How to complete this task: Reproduce all entries word for word.

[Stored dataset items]

════════

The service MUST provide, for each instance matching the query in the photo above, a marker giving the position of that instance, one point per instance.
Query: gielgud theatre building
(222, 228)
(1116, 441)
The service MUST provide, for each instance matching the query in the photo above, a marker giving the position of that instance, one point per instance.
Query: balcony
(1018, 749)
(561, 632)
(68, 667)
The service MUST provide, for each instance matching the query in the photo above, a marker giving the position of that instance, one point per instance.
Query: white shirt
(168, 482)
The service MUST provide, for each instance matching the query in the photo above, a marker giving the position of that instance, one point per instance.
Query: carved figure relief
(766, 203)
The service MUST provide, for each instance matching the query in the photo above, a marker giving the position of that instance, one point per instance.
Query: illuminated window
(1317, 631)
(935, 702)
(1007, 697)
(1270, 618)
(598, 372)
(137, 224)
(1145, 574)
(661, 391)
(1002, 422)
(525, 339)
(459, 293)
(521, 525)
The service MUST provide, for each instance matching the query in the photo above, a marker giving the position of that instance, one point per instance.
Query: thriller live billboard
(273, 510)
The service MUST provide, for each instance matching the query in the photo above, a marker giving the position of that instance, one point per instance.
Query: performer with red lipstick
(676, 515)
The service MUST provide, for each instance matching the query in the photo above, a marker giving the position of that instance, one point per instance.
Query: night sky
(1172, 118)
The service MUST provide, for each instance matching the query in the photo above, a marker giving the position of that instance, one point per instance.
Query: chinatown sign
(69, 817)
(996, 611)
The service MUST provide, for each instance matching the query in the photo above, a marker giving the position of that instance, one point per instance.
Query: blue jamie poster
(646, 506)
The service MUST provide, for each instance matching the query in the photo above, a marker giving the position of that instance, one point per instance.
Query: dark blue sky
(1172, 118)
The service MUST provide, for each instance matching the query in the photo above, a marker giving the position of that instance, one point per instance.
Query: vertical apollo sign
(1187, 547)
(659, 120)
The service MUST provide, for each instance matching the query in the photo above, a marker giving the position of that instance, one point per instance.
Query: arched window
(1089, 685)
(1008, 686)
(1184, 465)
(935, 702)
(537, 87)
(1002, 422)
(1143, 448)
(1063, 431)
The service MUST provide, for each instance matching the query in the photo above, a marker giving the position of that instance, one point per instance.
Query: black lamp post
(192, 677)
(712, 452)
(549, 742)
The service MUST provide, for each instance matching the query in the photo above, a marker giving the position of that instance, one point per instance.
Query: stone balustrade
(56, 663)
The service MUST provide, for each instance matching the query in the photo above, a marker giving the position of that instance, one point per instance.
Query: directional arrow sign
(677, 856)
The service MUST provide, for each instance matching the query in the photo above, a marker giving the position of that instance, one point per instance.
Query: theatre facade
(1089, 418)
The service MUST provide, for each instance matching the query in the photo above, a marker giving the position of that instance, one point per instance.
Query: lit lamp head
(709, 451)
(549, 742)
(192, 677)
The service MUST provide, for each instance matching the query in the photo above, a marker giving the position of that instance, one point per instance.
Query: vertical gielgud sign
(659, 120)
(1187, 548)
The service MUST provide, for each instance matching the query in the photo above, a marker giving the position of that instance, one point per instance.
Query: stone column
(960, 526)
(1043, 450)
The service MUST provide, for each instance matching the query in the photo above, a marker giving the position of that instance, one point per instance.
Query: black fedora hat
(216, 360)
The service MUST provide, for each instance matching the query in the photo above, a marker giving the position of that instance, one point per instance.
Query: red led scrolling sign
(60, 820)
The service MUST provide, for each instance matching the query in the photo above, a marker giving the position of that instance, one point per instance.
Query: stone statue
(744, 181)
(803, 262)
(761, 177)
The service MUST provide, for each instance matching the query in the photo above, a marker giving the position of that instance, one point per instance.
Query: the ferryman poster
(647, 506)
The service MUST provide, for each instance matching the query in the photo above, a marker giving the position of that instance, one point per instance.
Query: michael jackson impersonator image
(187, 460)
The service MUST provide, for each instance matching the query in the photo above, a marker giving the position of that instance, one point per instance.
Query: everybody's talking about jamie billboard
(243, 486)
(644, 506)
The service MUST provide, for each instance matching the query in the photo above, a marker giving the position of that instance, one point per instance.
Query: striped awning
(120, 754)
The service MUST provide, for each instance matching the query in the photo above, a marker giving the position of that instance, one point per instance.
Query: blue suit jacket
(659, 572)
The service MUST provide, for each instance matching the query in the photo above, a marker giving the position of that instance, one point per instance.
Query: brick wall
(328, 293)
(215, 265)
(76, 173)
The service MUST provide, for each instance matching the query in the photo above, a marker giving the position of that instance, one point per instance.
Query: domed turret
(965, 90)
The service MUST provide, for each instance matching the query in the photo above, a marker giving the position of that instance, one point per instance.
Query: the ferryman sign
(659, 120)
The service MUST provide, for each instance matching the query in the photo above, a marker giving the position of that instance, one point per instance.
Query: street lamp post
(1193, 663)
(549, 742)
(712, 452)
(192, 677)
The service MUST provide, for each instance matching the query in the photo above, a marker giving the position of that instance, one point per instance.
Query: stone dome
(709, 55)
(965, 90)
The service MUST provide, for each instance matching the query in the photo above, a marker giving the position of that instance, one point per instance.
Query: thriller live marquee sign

════════

Answer:
The service MUST provide, for each instance matching the query in the photo above, a marker giving the position of that instance, one point per instance.
Query: gielgud theatre building
(222, 228)
(1116, 441)
The service MUST provide, for each instance matching the query in the photo above, a marker giving the position of that instance, one point per instance.
Query: balcony
(1018, 749)
(561, 632)
(68, 667)
The service MUST provide, for each instance matching the query in the photo above, a marker giving the position of that instance, one point per instance.
Query: white shirt
(168, 482)
The service MUST provide, for each instance matching the query in the photo above, a marker giving the position of that instance, one point per instance.
Query: carved figure relief
(766, 203)
The service MUST provide, for each instance matching the query in the photo above, a marker giving the position of that instance, one point per instance.
Query: illuminated window
(1317, 631)
(935, 702)
(1007, 697)
(1270, 618)
(598, 372)
(137, 224)
(1145, 574)
(661, 391)
(1002, 422)
(525, 339)
(459, 293)
(521, 525)
The service MUST provide, for each instance matching the query in the photo above, a marker giving the position of that instance, one point per instance.
Query: thriller live billboard
(273, 510)
The service MUST provide, for each instance matching the query in the photo above, a marker giving the position of that instance, one point per instance.
Query: performer with red lipstick
(676, 515)
The service MUST provide, for each instance matching the query in the photo above, a marker giving the position of that instance, one point per instance.
Query: night sky
(1172, 118)
The service MUST provide, for each instance matching the query in the photo above, a marker giving the position of that instance, one point per instance.
Query: chinatown sign
(69, 817)
(996, 611)
The service MUST provide, for each instance matching the query in the photo above, a marker giving the position of that instance, one point per instance.
Query: blue jamie poster
(646, 506)
The service MUST provide, for each instance matching the query in the photo above, a marker giving the position of that instance, one point per instance.
Query: dark blue sky
(1172, 118)
The service MUST provide, for each instance matching the query in the photo above, a marker giving the position of that instance, one point per instance.
Query: vertical apollo sign
(1187, 547)
(659, 120)
The service MUST provide, for each instance matching the query in the photo above, a marker giving the position of that instance, one point per instance.
Query: arched window
(1089, 685)
(1008, 686)
(1184, 465)
(935, 702)
(537, 87)
(1002, 422)
(1143, 448)
(1063, 431)
The service MUST provide, for each instance matching the query in the photo above, a marker giving the position of that instance, one point per instance.
Query: black lamp post
(192, 677)
(712, 452)
(549, 742)
The service MUST provide, for each instance matching the query in the photo above, a marker giving the position of that instance, one point per instance.
Query: stone balustrade
(56, 663)
The service MUST provide, for each instance matching the query in the photo above, a marker giving the position of that instance, one point per instance.
Query: directional arrow sign
(677, 856)
The service MUST provide, for each instance matching the query in the photo above, a marker giving the position of that instance, one point per instance.
Query: theatre facade
(1089, 418)
The service MUST provide, for each instance matching the query in the photo above, a marker giving the position of that instance, one point per instance.
Query: lit lamp head
(709, 451)
(549, 742)
(192, 677)
The service MUST provide, for each instance matching the query in the photo above, a marker giving the position of that instance, one point per instance.
Query: vertical gielgud sign
(659, 120)
(1187, 548)
The service MUST provide, for each instance matching the query in the photo above, a marker giving the position of that instance, one point per instance.
Query: stone column
(960, 526)
(1043, 450)
The service MUST provide, for each instance matching the query in the photo above, a marker giving the position of that instance, one point per instance.
Query: black fedora hat
(216, 360)
The service MUST provide, for each instance matching the query in the photo above, a marker giving the position of that instance, one point per instance.
Query: red led scrolling sign
(60, 820)
The service MUST provide, for each instance matching the query in the photo above, a marker giving the position of that instance, one point per instance.
Query: stone statue
(744, 181)
(803, 262)
(761, 177)
The service MUST provide, for each instance matching the query in the photo above, a marker giving the position of that instance, one point per instance.
Query: the ferryman poster
(647, 506)
The service MUST provide, for each instance matching the query in the photo above, a marker giving the position of that instance, one point per instance.
Query: michael jackson impersonator image
(187, 460)
The service MUST provide, for each instance matching the query in the photo above, a marker giving the position of that instance, one point per instance.
Query: everybody's talking about jamie billboard
(243, 486)
(644, 506)
The service MUST provide, for each instance matching the query in the photo above, a marker giving the position of that instance, one point per instance.
Query: striped awning
(120, 754)
The service MUST provide, for each instance matching the query in the photo above, a marker giving the position of that instance, one point per instance.
Query: blue suit jacket
(659, 572)
The service MUST provide, for each instance matching the query in the photo above, a marker giving the position of that instance, one point per instance.
Query: brick wall
(328, 293)
(215, 265)
(76, 173)
The service MUST provide, for each instance matching the query in the photo above, a marker giving the position of that instance, one point per instance.
Query: domed turret
(965, 90)
The service MUST provide, for each instance matching the query in the photo above, a marker giving the position of that instance, one point per instance.
Query: the ferryman sign
(659, 120)
The service MUST provide, for each instance matching the query in the photo above, a marker giving the position of that instance, one point per instance.
Query: street lamp post
(1193, 663)
(549, 742)
(712, 452)
(192, 677)
The service MUST provide, for each instance matching the query in the photo above, a marker giving the position of that instance, one point per instance.
Query: stone dome
(709, 55)
(965, 90)
The service MUST provide, for each instance matching the query in the photo above, a marker giving the position of that instance, one point per instance.
Query: thriller live marquee sign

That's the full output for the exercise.